-- START OF PROVIDED PASSAGE --

# Osprey problem helicopter plane a kit?



## BatToys (Feb 4, 2002)

Time magazine recently had a picture of the Osprey, a badly designed helicopter/plane that cost 20 Billion. Will this uncontrollable plane be a kit?


----------



## fluke (Feb 27, 2001)

This 1/48 scale Italeri kit has been out for quite a few years now....not a bad kit at all. There might be more...but this is one I know about.


----------



## John P (Sep 1, 1999)

There have in fact been several kits of it in 1/72 and 1/48 for nearly two decades. I built the 1/48 Testors/Italeri kit when we were still living in our previous house over 15 years ago.

And that Time article is mostly FOS. (_OMG, it doesn't have a forward-firing gun!!! _That's teh suxxorz! Yeah, neither do any of the helicopters it's replacing, so? _OMG, it kicks up a dust cloud when it hovers!! _Name one helicopter that doesn't. About the only point they made that wasn't sensationalistic hyperbole was the lack of autorotation, which _is_ a problem.

_Every_ aircraft ever built has a test period and teething problems. Nothing comes off the drawing board perfect. Test pilots were killed by the B-29, the F-100, the f-111... 

Nice slew of editorial pejoratives in your post, though, Bats.


----------



## terryr (Feb 11, 2001)

The desire for a plane-a-copter has been around since the fifties. Maybe this time they'll get it to production.


----------



## Jafo (Apr 22, 2005)

umm, it IS in production and will shortly be in service full time.


----------



## Gothmog (Apr 30, 2007)

And with that intro into service more of our boys in service will die, this aircraft ( and I use the term very loosely ) is a death trap.


----------



## John P (Sep 1, 1999)

What, two or three crashes in 20 years and it's a deathtrap? 

More F-100s crashed in the test program than that.


----------



## scotpens (Sep 6, 2003)

The Osprey program has been dogged by controversy since its inception, but this isn't the place to debate the issue -- remember Da Rulz!

-- END OF PROVIDED PASSAGE --

- **STATED EXERCISE 1**: In the forum thread, which point in the Time article does John P say was not sensationalistic hyperbole?
- **STATED EXERCISE 2**: Reproduce the part of the forum thread that starts with "# Osprey problem" and goes on through "(Feb 27, 2001)", copying it word for word.

-- START OF INFORMATION SHOWN --

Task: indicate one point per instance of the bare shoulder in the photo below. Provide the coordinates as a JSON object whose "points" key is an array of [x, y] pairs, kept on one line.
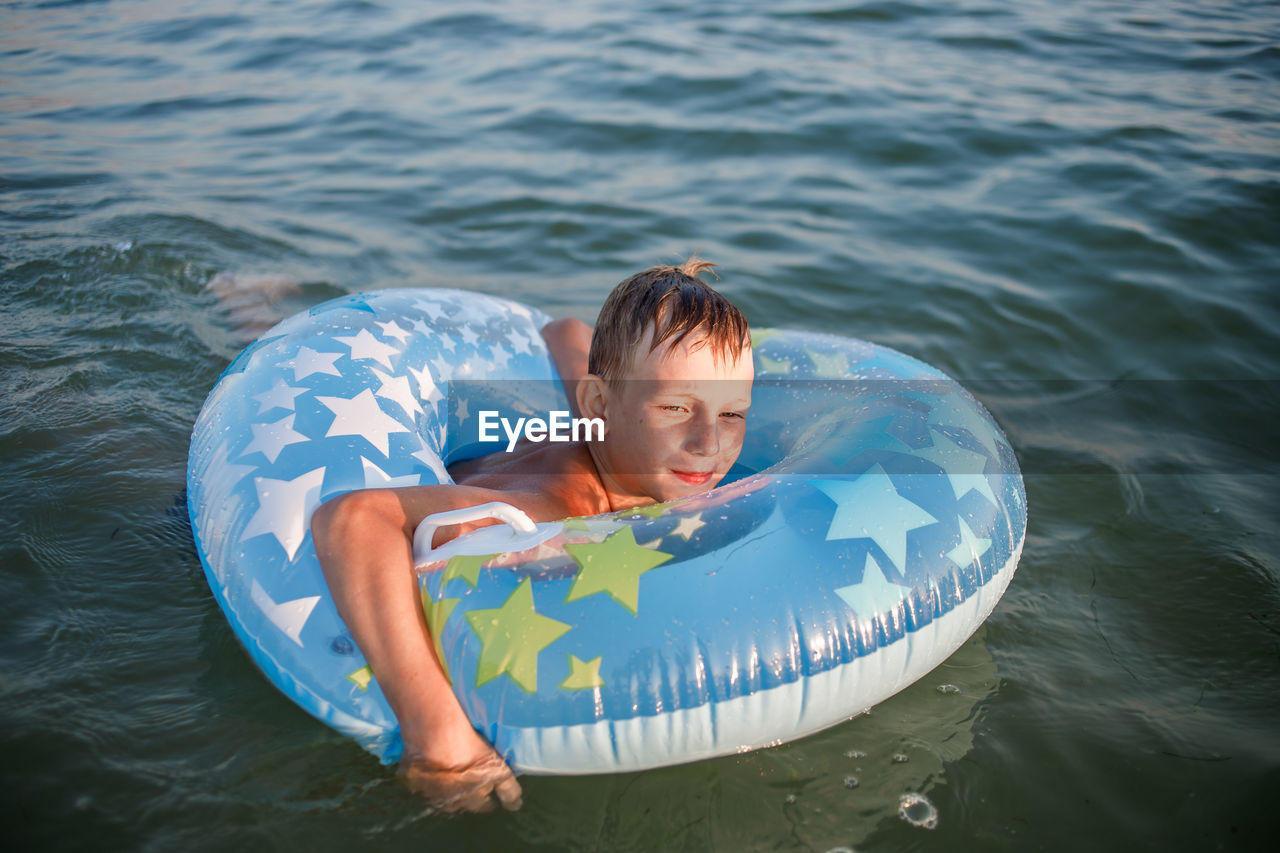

-- END OF INFORMATION SHOWN --

- **TASK OUTPUT 1**: The lack of autorotation.

- **TASK OUTPUT 2**:
# Osprey problem helicopter plane a kit?



## BatToys (Feb 4, 2002)

Time magazine recently had a picture of the Osprey, a badly designed helicopter/plane that cost 20 Billion. Will this uncontrollable plane be a kit?


----------



## fluke (Feb 27, 2001)